_LISTING_
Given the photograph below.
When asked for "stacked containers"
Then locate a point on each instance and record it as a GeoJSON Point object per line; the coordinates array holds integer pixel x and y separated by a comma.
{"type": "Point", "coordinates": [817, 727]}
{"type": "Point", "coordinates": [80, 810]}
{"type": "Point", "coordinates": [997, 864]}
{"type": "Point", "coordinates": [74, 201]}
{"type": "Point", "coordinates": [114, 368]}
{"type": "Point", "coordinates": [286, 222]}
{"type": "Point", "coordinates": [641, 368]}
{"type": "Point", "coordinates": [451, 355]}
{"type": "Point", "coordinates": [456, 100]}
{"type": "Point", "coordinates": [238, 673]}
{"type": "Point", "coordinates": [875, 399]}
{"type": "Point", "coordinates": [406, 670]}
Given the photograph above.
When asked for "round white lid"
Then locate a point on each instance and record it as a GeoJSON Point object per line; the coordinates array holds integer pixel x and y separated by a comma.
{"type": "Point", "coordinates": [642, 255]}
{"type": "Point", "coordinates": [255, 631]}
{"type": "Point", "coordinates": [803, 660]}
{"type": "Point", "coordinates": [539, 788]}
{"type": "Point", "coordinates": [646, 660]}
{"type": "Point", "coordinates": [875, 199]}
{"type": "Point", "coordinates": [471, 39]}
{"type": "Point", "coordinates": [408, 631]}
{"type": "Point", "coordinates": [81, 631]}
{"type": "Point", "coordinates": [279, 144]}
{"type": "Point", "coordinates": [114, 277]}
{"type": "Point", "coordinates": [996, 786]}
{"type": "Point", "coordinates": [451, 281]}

_YOUR GOAL_
Recast all of the material above as a two-column CSV headed input and output, with one row for each thing asked. Put the wording of the ask under input and its answer under output, each as a single quoted field with line breaks changed to spaces.

_THE SOLUTION_
input,output
"Given the photograph below. When asked for ""stacked containers"" Then locate a point on each instance and record it as a GeoJSON Point object per line; the coordinates array holds integer pixel x and y separated by a comma.","{""type"": ""Point"", ""coordinates"": [817, 727]} {""type"": ""Point"", ""coordinates"": [80, 810]} {""type"": ""Point"", ""coordinates"": [997, 864]} {""type"": ""Point"", ""coordinates"": [74, 201]} {""type"": ""Point"", ""coordinates"": [114, 368]} {""type"": ""Point"", ""coordinates"": [286, 222]} {""type"": ""Point"", ""coordinates"": [641, 368]} {""type"": ""Point"", ""coordinates"": [451, 355]} {""type"": ""Point"", ""coordinates"": [456, 100]} {""type"": ""Point"", ""coordinates"": [238, 673]} {""type"": ""Point"", ""coordinates"": [875, 399]} {""type"": ""Point"", ""coordinates"": [406, 670]}"
"Given the photograph above. When asked for ""round white lid"" Then locate a point on each instance and record it as a GeoJSON Point object per line; the coordinates array holds integer pixel x and y separated by a comma.","{""type"": ""Point"", ""coordinates"": [642, 255]} {""type"": ""Point"", ""coordinates"": [255, 631]} {""type"": ""Point"", ""coordinates"": [803, 660]} {""type"": ""Point"", ""coordinates"": [539, 788]} {""type"": ""Point"", ""coordinates"": [646, 660]} {""type"": ""Point"", ""coordinates"": [875, 199]} {""type"": ""Point"", ""coordinates"": [471, 39]} {""type"": ""Point"", ""coordinates"": [408, 631]} {""type"": ""Point"", ""coordinates"": [81, 631]} {""type"": ""Point"", ""coordinates"": [279, 144]} {""type"": ""Point"", ""coordinates"": [114, 277]} {""type"": ""Point"", ""coordinates"": [996, 786]} {""type"": ""Point"", ""coordinates"": [451, 281]}"